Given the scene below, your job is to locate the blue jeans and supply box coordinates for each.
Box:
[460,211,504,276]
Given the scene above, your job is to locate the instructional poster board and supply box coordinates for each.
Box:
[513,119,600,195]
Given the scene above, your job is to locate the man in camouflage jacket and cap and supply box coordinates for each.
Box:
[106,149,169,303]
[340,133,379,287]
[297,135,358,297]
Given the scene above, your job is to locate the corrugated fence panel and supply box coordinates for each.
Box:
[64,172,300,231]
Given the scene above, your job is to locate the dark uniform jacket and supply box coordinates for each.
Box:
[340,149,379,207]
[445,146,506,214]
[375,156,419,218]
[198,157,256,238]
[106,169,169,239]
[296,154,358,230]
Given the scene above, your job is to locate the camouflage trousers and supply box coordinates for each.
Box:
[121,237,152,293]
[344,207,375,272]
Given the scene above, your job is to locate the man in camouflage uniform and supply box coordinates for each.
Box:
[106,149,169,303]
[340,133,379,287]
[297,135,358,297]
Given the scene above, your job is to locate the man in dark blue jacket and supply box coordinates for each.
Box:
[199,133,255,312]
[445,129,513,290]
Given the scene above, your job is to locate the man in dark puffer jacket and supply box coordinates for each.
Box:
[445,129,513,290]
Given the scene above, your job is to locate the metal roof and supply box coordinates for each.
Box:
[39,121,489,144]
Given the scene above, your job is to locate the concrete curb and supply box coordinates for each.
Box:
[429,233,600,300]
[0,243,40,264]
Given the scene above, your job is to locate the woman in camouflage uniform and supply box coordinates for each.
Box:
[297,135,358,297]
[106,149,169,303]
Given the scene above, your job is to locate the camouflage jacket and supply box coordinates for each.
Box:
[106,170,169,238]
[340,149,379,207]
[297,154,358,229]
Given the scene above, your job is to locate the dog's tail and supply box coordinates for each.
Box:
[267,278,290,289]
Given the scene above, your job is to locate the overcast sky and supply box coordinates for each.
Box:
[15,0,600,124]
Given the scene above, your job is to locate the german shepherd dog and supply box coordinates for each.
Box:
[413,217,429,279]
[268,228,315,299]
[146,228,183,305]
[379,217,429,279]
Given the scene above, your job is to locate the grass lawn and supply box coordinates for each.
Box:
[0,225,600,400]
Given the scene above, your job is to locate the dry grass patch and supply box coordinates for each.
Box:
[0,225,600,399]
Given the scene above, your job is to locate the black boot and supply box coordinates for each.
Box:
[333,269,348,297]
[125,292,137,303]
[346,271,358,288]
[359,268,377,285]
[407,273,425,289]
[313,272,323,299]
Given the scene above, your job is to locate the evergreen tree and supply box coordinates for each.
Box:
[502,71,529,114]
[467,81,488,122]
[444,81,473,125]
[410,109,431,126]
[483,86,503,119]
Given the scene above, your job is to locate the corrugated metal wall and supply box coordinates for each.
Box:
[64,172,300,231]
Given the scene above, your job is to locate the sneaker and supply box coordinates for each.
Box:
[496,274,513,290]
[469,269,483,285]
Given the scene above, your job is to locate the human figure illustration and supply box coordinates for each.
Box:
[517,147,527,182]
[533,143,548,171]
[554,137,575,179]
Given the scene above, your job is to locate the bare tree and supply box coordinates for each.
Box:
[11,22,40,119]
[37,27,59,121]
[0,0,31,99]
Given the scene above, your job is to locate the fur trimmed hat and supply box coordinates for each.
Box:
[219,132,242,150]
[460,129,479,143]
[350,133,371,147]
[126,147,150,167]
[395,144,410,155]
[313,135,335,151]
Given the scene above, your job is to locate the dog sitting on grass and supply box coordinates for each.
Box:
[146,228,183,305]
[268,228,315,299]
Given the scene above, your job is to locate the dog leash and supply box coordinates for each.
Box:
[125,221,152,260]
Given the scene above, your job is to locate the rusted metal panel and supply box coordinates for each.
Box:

▬▬▬

** Short problem **
From the data above, extract each line containing the word "panel".

** Solution below **
Given the scene above, your job is to locate the corrugated fence panel and supply box coordinates for each.
Given the scene above, your job is to locate the rusted metal panel and supply box coordinates for each.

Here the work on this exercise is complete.